◆ Exercise aim
Reproduce the data below exactly, from its start up to and including the line that contains "positive clicks: (424, 223)". Leave the pictures out of your answer.

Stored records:
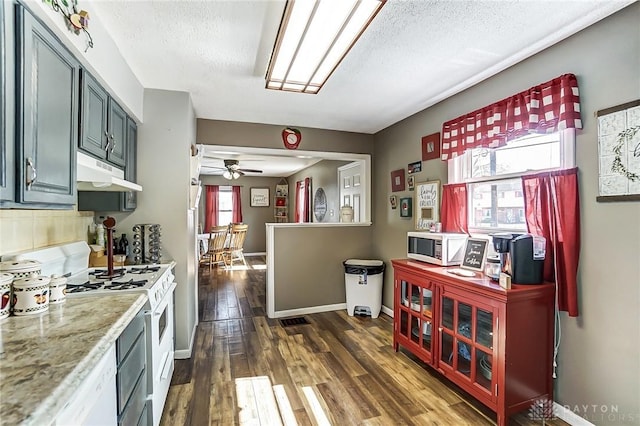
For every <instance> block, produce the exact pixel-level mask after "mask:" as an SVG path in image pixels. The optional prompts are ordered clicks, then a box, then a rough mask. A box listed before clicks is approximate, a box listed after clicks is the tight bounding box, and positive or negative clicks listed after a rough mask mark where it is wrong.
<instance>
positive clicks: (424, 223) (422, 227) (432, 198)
mask: <svg viewBox="0 0 640 426" xmlns="http://www.w3.org/2000/svg"><path fill="white" fill-rule="evenodd" d="M415 191H416V204H415V210H416V211H415V220H416V229H417V230H419V231H420V230H429V229H430V228H431V226H432V225H435V223H436V222H438V221H439V219H440V181H439V180H432V181H428V182H418V183H417V184H416V188H415Z"/></svg>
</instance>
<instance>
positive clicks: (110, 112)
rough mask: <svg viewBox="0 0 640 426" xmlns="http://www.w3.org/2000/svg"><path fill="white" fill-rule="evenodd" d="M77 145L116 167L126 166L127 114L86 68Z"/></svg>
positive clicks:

◆ Response box
For every <instance> block, produce the exact pixel-level mask after "mask:" as an SVG path in image pixels. The optional prompts are ordered clicks, then a box, then a rough mask. A box listed before clicks is approximate, a box listed after clicks is the tight bounding box, and positive or negative clicks listed after a rough mask mark where it is wrong.
<instance>
positive clicks: (424, 223) (422, 227) (432, 198)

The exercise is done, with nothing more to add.